- WHAT YOU NEED TO DO: In the RT forum thread, why does one poster's team flush the Mason cache every day with a cron job?

-- begin SUPPLIED TEXT --

Running RT 5.0.0 on FreeBSD. System has been running without issue for several years, but has developed this issue as of this morning.
Dec 5 15:43:35 Varley-rt-01 RT:  Use of uninitialized value $tag in string eq at /usr/local/lib/perl5/site_perl/HTML/Element.pm line 2634.
The ticket number and the line number change.
Nothing has changed on this system, and no software has been updated.
Are you getting a lot of incoming mail traffic that is trying to create lots of tickets? This could be spam, or a deliberate denial of service attack or even something simple such as an old local mailing list with lots of out of date addresses getting a mail sent to it resulting in lots of delivery failure messages from remote mail servers.
Doesn’t appear so, no. Thanks for the suggestion though.
Well the error above appears to be in the Perl HTML::Element module rather than in the RT code itself. Assuming the line number is for the latest stable version it appears to be whilst processing numbered lists in HTML. Not much help probably, but it might give you a clue of where to look possibly.
I’m not sure what to make of that, but I do appreciate the reply.
So, it seems that every ticket number mentioned in the errors doesn’t exist in the database. Something trying to iterate tickets and erroring because they’re not there?
I guess if it is, you’ll need to track down the process that is doing that. I assume you’ve tried flushing the Mason cache and restarting the web server already, so I’d be looking at cron jobs, extensions/local code changes and then incoming mail contents next to see if I could find what was generating these non-existent ticket number references. Its not something I’ve ever seen on our RT installations I’m afraid.
Wait wait, tell me more about flushing the Mason cache. I know naught of this.
Ok, googled the Mason cache thing, tried that, no effect.
No, I’ve never seen this either, in ~12 years of running RT3, RT4, and now RT5.
FWIW, we flush our Mason cache daily (in the wee hours using a cron job) as that means that any local tweaks, etc that we do to the Mason pages will magically appear to the users overnight whilst we’re tucked up in bed.
Do you have a process monitor such as
top installed that might show what processes are consuming all the CPU? In other words, is the RT web UI handler, the database server or some other external process gobbling up the cycles? Or is it just Apache? When you restart the web server does it immediately pin up to 100% CPU or ramp up slowly to that?
I’d never done it before. We don’t generally make any modifications to RT, we just use it.
The processes are all httpd processes. From a restart I get 1x httpd process at 99-100% within a few seconds. The second one a minute or two later, and eventually I think 5x httpd processes all at 99%. Then the swap usage starts ramping upwards from about 30% to 100%.

-- end SUPPLIED TEXT --
-- begin INFORMATION GIVEN --

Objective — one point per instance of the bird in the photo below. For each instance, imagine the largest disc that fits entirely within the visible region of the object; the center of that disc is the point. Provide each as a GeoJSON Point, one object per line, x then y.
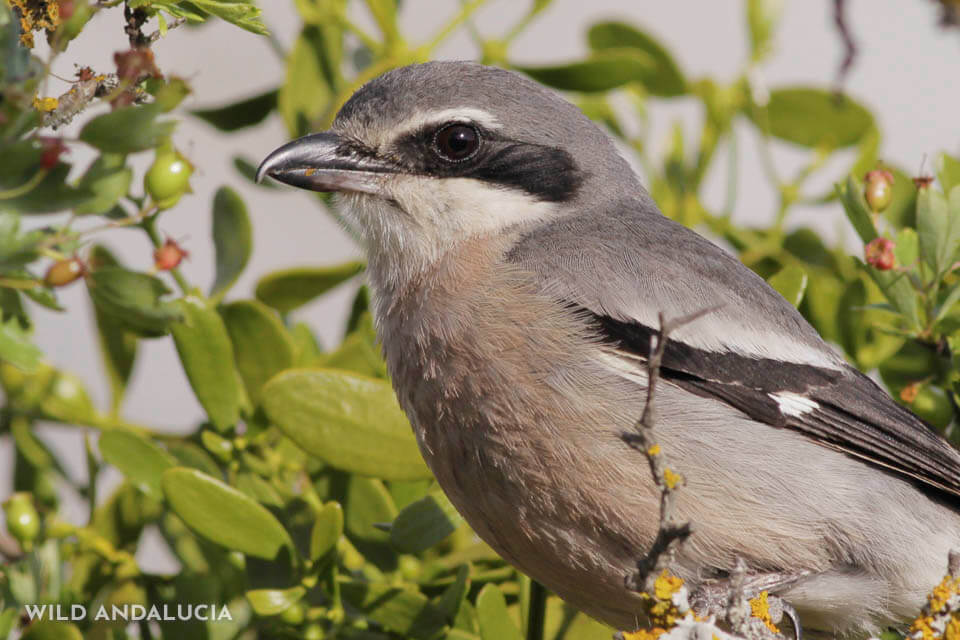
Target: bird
{"type": "Point", "coordinates": [518, 270]}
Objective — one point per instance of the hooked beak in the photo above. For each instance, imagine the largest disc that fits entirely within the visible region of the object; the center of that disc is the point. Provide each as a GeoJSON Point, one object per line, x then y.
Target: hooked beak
{"type": "Point", "coordinates": [322, 162]}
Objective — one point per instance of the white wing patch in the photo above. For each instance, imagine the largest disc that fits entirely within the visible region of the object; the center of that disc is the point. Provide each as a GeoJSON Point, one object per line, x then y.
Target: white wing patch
{"type": "Point", "coordinates": [794, 404]}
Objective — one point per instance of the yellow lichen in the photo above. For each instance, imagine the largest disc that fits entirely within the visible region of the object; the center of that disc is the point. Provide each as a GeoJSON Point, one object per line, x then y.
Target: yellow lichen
{"type": "Point", "coordinates": [644, 634]}
{"type": "Point", "coordinates": [35, 15]}
{"type": "Point", "coordinates": [671, 478]}
{"type": "Point", "coordinates": [938, 605]}
{"type": "Point", "coordinates": [760, 609]}
{"type": "Point", "coordinates": [45, 105]}
{"type": "Point", "coordinates": [953, 628]}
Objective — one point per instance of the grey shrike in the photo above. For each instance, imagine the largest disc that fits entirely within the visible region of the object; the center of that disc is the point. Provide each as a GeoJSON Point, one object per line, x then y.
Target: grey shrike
{"type": "Point", "coordinates": [517, 270]}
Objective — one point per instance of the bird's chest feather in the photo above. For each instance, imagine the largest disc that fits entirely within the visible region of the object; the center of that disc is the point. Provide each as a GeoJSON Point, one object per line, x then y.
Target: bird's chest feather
{"type": "Point", "coordinates": [493, 378]}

-- end INFORMATION GIVEN --

- TASK SOLUTION: They flush it daily so that any local tweaks they make to the Mason pages show up for users overnight, while the staff are asleep.